• [EXERCISE INPUT]

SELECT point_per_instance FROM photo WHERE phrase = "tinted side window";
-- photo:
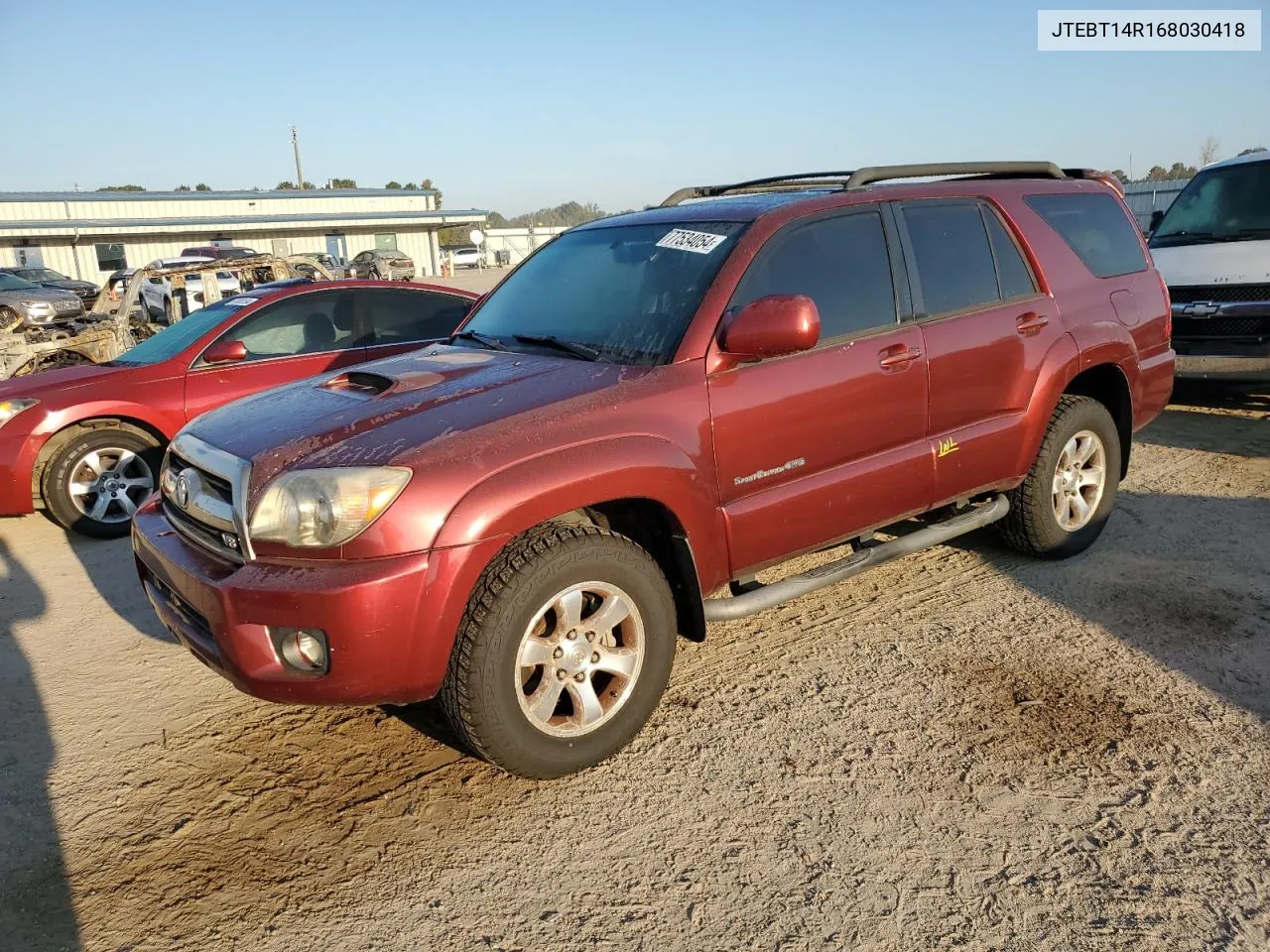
(953, 261)
(1011, 270)
(307, 324)
(1096, 229)
(403, 316)
(839, 263)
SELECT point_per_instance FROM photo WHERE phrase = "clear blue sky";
(515, 105)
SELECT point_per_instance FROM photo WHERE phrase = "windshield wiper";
(483, 339)
(570, 347)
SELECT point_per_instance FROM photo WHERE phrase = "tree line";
(1207, 153)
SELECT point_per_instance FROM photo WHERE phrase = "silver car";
(384, 264)
(27, 306)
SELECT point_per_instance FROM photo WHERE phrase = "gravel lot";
(960, 749)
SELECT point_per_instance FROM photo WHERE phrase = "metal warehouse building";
(91, 234)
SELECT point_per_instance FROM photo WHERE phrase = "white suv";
(157, 293)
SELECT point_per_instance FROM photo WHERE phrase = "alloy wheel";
(1080, 480)
(579, 658)
(107, 485)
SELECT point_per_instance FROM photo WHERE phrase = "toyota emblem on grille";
(1202, 308)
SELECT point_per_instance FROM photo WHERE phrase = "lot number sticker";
(701, 243)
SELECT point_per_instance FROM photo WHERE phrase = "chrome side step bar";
(721, 610)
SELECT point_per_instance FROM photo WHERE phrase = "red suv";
(85, 442)
(645, 413)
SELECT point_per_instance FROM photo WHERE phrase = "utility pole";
(295, 145)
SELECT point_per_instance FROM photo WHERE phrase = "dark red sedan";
(85, 442)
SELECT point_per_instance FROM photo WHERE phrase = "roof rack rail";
(775, 182)
(861, 178)
(881, 173)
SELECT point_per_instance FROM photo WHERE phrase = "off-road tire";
(480, 692)
(1032, 527)
(55, 486)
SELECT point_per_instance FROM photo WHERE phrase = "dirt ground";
(961, 749)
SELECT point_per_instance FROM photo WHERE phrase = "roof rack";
(776, 182)
(994, 171)
(860, 178)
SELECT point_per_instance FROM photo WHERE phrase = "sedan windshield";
(12, 282)
(1228, 203)
(176, 338)
(41, 275)
(624, 294)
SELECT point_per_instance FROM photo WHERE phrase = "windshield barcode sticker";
(701, 243)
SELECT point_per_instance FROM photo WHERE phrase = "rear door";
(820, 445)
(985, 329)
(298, 336)
(400, 320)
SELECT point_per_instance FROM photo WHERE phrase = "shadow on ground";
(36, 909)
(108, 565)
(1194, 601)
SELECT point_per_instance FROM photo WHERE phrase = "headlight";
(322, 508)
(12, 408)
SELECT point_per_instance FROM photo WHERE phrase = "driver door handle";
(898, 356)
(1030, 322)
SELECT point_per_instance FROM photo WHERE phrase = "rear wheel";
(563, 653)
(95, 483)
(1067, 497)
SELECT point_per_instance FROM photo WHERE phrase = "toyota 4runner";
(647, 413)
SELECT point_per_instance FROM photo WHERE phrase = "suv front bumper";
(388, 638)
(1230, 368)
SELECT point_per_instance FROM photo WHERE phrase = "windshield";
(12, 282)
(1229, 203)
(173, 339)
(41, 275)
(626, 291)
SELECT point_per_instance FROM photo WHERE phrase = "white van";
(1213, 249)
(157, 291)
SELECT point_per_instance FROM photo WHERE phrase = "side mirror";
(772, 326)
(225, 352)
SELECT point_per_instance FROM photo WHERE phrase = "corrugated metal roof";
(87, 223)
(206, 195)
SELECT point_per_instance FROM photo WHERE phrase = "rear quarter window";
(1096, 229)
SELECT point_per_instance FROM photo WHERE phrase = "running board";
(721, 610)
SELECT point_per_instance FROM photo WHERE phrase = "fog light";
(303, 649)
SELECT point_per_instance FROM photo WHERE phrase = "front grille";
(212, 489)
(223, 543)
(1187, 327)
(1220, 294)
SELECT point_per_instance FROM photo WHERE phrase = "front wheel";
(94, 483)
(1065, 502)
(563, 653)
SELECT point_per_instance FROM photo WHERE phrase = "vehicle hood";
(58, 384)
(440, 394)
(1220, 263)
(37, 294)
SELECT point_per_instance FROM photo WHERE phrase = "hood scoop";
(366, 384)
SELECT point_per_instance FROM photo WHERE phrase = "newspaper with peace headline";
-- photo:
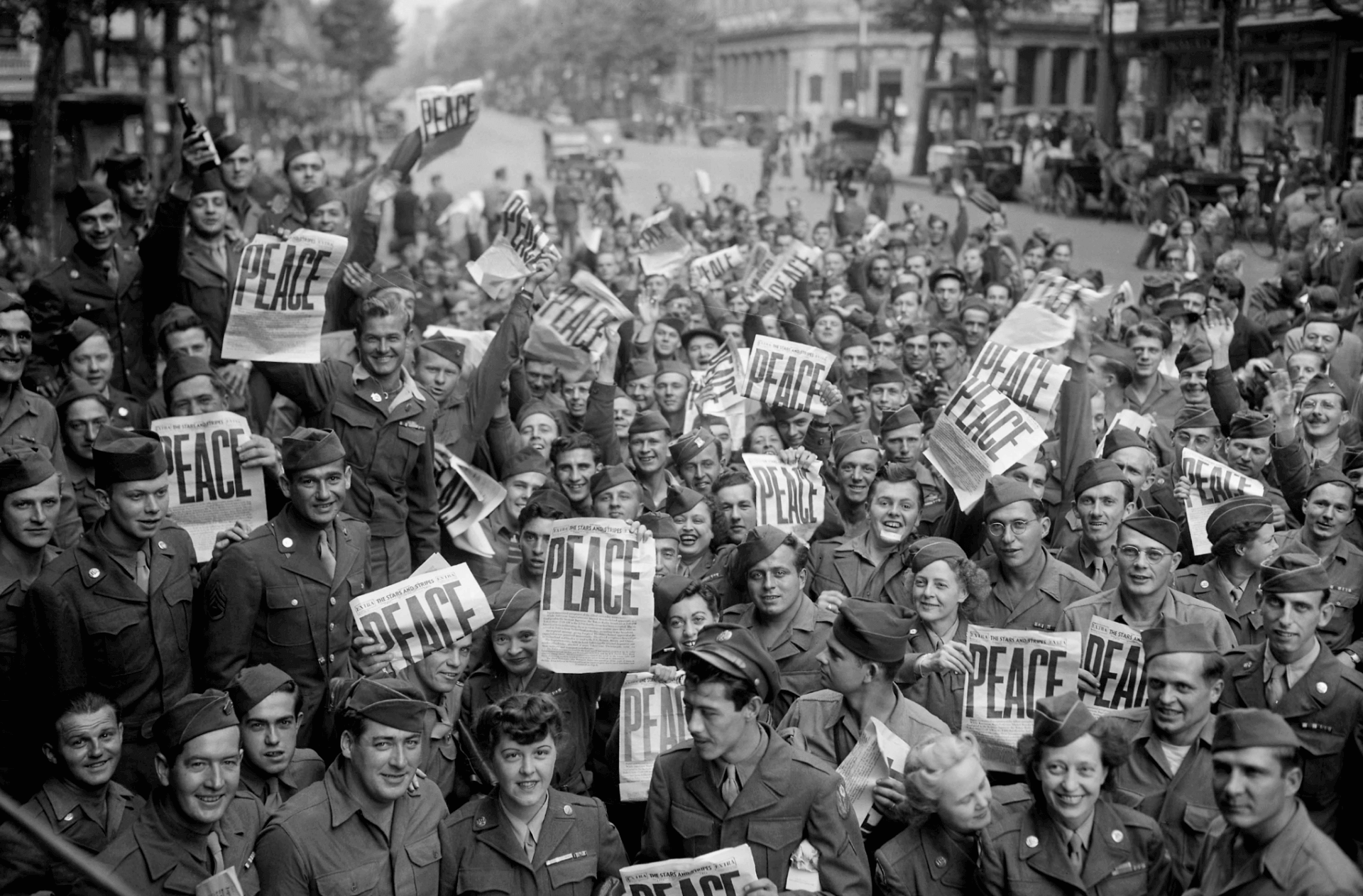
(425, 613)
(1213, 484)
(1112, 652)
(447, 115)
(597, 608)
(652, 722)
(877, 753)
(787, 497)
(1012, 669)
(209, 487)
(720, 873)
(278, 297)
(980, 434)
(784, 374)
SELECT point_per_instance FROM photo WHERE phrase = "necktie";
(329, 558)
(216, 853)
(1278, 685)
(143, 572)
(730, 787)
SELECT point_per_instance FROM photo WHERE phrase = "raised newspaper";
(422, 614)
(784, 374)
(720, 873)
(597, 608)
(652, 722)
(787, 497)
(1213, 484)
(209, 487)
(1114, 655)
(1012, 669)
(980, 434)
(278, 299)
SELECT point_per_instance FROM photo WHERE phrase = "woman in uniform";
(525, 838)
(1073, 839)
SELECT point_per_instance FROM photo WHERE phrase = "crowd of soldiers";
(185, 719)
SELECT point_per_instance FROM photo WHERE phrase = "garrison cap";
(1237, 510)
(390, 701)
(127, 456)
(1176, 638)
(1250, 425)
(1152, 527)
(691, 445)
(1241, 728)
(254, 684)
(1096, 472)
(23, 466)
(1061, 719)
(874, 630)
(1001, 491)
(610, 478)
(191, 716)
(86, 195)
(310, 449)
(855, 441)
(735, 650)
(1290, 573)
(649, 422)
(527, 461)
(449, 349)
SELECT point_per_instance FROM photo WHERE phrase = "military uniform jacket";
(26, 868)
(579, 848)
(80, 288)
(1299, 862)
(160, 856)
(798, 652)
(1325, 709)
(791, 797)
(1182, 802)
(94, 628)
(270, 601)
(1205, 581)
(390, 450)
(322, 843)
(1022, 854)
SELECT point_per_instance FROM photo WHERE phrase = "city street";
(515, 142)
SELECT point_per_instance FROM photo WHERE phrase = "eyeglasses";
(1016, 527)
(1132, 554)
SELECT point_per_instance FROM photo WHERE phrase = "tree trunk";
(47, 99)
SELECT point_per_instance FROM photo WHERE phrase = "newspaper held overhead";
(1013, 669)
(278, 299)
(787, 497)
(784, 374)
(209, 487)
(597, 610)
(720, 873)
(652, 722)
(1114, 654)
(425, 613)
(1213, 484)
(980, 434)
(447, 115)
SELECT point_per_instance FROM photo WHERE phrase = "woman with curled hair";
(525, 836)
(946, 588)
(1073, 838)
(948, 805)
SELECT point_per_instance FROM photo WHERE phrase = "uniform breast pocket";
(287, 617)
(358, 880)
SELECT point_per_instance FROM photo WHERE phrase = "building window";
(1061, 75)
(1025, 90)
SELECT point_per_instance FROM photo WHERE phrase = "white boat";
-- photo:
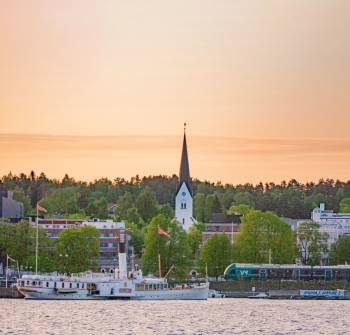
(101, 286)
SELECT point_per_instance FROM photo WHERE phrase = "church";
(184, 192)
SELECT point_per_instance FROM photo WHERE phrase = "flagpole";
(159, 265)
(37, 240)
(7, 267)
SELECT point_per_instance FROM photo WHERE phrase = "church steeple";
(184, 175)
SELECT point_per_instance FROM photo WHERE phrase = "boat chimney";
(123, 271)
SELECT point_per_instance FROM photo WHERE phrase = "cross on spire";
(184, 175)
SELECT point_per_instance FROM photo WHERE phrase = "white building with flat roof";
(334, 224)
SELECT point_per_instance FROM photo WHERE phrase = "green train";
(239, 271)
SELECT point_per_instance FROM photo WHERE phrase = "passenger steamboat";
(102, 286)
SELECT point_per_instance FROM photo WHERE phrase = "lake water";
(215, 316)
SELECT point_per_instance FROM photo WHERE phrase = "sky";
(102, 88)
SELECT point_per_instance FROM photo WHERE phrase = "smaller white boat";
(102, 286)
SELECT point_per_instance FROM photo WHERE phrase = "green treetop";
(174, 250)
(216, 254)
(264, 237)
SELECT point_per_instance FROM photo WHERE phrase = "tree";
(146, 204)
(264, 237)
(124, 203)
(97, 208)
(241, 209)
(212, 205)
(244, 198)
(77, 249)
(199, 207)
(340, 251)
(311, 242)
(133, 217)
(345, 205)
(174, 250)
(20, 196)
(194, 236)
(216, 254)
(62, 201)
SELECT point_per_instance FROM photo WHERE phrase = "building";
(10, 208)
(184, 193)
(111, 234)
(222, 223)
(334, 224)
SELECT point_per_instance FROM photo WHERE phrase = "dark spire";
(184, 175)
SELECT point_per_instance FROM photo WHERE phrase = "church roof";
(184, 175)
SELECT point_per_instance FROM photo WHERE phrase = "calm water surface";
(215, 316)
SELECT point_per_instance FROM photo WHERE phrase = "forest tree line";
(89, 199)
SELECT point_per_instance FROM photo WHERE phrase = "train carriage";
(239, 271)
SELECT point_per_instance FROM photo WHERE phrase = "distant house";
(334, 224)
(111, 207)
(111, 234)
(10, 208)
(222, 223)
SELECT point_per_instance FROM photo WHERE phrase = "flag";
(40, 208)
(161, 231)
(10, 258)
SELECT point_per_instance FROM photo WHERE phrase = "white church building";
(184, 193)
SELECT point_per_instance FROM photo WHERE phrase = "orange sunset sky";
(102, 88)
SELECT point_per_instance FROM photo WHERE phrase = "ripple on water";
(221, 316)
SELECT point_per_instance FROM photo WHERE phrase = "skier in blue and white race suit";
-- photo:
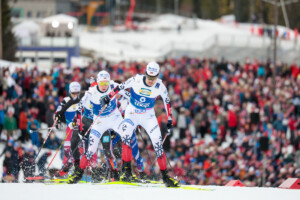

• [GIVEN TASK] Rename "tinted side window" to "darkened side window" in the stretch from the start of the rows through the line containing "(1207, 153)", and return that stretch with everything else unchanged. Leave the pictures out of your answer.

• [SOLUTION TO THE PROBLEM]
SELECT point_per_instance FROM photo WHERE phrase = "darkened side window";
-- photo:
(953, 261)
(1011, 270)
(307, 324)
(1096, 229)
(403, 316)
(839, 263)
SELECT point_per_instance FROM photo WHERE phrase = "clear blue sky";
(515, 105)
SELECT point_per_instance FROM photo WHERE phrase = "windshield wiper";
(483, 339)
(570, 347)
SELECT point_per_instance FROM photo WHERE phrase = "tree line";
(1207, 153)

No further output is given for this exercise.